PAGE EXCERPT:

Critical Metals: The West is sleepwalking to its economic decline – by Robin Bromby (Investor Intel.com – August 4, 2015)

http://investorintel.com/

Anne-Marie Brady, professor at the School of Social and Political Sciences at the University of Canterbury in the New Zealand city of Christchurch, specializes in China, and has since 2008 been researching Chinese interests in the polar regions. Some time ago she saw on a Chinese website a map of Antarctica’s mineral resources. After she revealed her find, the map was swiftly removed.

She will in October be delivering a lecture on the subject of “China as Polar Great Power”, which is also the title of her forthcoming book. She says Chinese literature is “very, very clear about China’s interests in Antarctic minerals”. And everyone else’s.

Reading Jack Lifton’s incisive summation of the global rare earth situation posted on InvestorIntel yesterday, and the West’s continuing weakness in that sector, it occurred to me that this is part of a much wider problem. As Jack wrote, the strategy being followed by Chinalco involves a concerted, well-planned consolidation of Chinese interests.

RECORDED INFORMATION:
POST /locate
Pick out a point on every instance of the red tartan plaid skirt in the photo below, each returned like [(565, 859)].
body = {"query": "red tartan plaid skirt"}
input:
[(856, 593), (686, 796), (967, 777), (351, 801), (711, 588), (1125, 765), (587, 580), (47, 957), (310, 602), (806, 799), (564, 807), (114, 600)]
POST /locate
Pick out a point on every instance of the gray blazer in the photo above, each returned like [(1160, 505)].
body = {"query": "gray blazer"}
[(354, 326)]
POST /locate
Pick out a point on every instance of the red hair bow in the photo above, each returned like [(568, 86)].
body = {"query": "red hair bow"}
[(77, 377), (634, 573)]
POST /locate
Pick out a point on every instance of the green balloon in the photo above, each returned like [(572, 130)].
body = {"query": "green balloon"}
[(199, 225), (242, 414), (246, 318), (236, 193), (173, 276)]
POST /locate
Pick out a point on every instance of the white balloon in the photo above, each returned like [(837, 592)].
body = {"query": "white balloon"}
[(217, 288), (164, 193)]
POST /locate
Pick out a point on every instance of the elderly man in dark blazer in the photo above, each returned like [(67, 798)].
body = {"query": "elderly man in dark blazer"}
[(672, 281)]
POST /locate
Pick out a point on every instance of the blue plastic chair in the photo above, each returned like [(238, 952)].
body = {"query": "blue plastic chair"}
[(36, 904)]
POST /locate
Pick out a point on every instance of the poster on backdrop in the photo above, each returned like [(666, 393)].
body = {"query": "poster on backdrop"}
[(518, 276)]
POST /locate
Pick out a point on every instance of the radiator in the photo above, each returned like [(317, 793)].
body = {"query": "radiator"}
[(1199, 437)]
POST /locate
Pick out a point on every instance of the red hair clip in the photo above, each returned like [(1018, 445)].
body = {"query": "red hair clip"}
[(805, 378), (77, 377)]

TASK REQUIREMENTS:
A – Answer these about the critical metals article:
(i) Since what year has Anne-Marie Brady been researching Chinese interests in the polar regions?
(ii) What is the title of the lecture she will deliver in October?
(iii) Whose strategy did Jack Lifton write about?
B – Please rewrite the critical metals article between "Reading Jack Lifton’s" and "of Chinese interests.", inclusive, changing "yesterday" to "last week".
The rows aren't needed for anything here.

SOLVED TASKS:
A –
(i) 2008
(ii) "China as Polar Great Power"
(iii) Chinalco's

B –
Reading Jack Lifton’s incisive summation of the global rare earth situation posted on InvestorIntel last week, and the West’s continuing weakness in that sector, it occurred to me that this is part of a much wider problem. As Jack wrote, the strategy being followed by Chinalco involves a concerted, well-planned consolidation of Chinese interests.